_Task objective_
Quote the full listing word for word.

_Data for this task_
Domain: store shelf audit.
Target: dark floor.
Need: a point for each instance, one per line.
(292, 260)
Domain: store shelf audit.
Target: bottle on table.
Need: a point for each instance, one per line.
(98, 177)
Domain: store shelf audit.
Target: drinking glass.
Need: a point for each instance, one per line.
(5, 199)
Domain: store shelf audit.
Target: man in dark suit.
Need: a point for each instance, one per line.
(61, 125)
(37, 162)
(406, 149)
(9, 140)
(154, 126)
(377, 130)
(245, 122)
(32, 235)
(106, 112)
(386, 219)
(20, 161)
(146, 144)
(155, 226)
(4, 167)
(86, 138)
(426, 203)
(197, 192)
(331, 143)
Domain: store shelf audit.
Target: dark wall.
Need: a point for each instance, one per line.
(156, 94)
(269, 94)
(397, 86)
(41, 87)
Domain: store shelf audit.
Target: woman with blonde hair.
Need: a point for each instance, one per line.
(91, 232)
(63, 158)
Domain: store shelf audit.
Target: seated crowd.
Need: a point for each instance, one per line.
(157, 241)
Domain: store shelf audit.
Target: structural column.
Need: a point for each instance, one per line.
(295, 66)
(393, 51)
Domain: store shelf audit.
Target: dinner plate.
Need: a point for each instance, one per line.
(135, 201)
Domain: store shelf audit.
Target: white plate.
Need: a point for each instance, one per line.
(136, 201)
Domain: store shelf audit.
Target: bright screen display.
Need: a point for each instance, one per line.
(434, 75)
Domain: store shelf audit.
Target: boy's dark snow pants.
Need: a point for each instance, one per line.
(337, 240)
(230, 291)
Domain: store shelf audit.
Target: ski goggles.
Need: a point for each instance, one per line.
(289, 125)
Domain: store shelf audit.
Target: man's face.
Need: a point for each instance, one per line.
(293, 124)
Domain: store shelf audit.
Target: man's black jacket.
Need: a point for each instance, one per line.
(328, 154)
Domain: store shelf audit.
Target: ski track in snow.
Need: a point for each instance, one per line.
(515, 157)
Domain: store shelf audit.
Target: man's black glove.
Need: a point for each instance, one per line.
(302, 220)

_The response_
Domain: store shelf audit.
Target: dark floor.
Need: a point for each instance, one per line.
(292, 260)
Domain: store shelf audit.
Target: bottle on table.
Need: a point for each instance, one per line.
(98, 177)
Domain: store shelf audit.
Target: drinking glass.
Need: a point for each instance, one per line.
(5, 199)
Domain: store shelf audit.
Target: man in dark suit.
Need: a point for each instance, one per line.
(61, 125)
(37, 162)
(406, 149)
(9, 140)
(154, 126)
(377, 130)
(245, 122)
(32, 235)
(106, 112)
(386, 219)
(20, 161)
(146, 144)
(155, 226)
(4, 167)
(86, 138)
(426, 203)
(197, 192)
(331, 143)
Domain: store shelf audit.
Target: dark wall.
Need: a point for each instance, one per line.
(156, 94)
(269, 94)
(397, 86)
(41, 87)
Domain: store shelf audit.
Target: woman with blonde hair.
Need: a point for each instance, one per line.
(91, 232)
(63, 158)
Domain: store shelf audit.
Target: seated crowd.
Need: a point for each instance, one per line.
(157, 241)
Domain: store shelf audit.
Target: structural column.
Need: a point for each instance, one per line.
(295, 66)
(393, 51)
Domain: store shelf audit.
Target: dinner plate.
Need: a point for each instance, one per line.
(135, 201)
Domain: store shelf audit.
Target: white plate.
Need: a point for each instance, one per line.
(136, 201)
Domain: store shelf audit.
Target: bright screen display.
Need: a point for each instance, one per line.
(434, 75)
Domain: store shelf audit.
Target: boy's dark snow pants.
Need: a point for each instance, one per line.
(337, 240)
(230, 291)
Domain: store shelf audit.
Target: ski goggles.
Need: a point for each instance, one per line.
(289, 125)
Domain: store shelf audit.
Target: man's face.
Need: a point for each instance, one per line.
(293, 124)
Domain: store shelf audit.
Target: man's black jacket.
Need: a point for each instance, one per line.
(328, 154)
Domain: store shelf audit.
Target: ski track in snow.
Need: a point for each instance, one per line.
(515, 157)
Domain: store shelf audit.
Target: man's black glove.
Need: a point for each instance, one per line.
(302, 220)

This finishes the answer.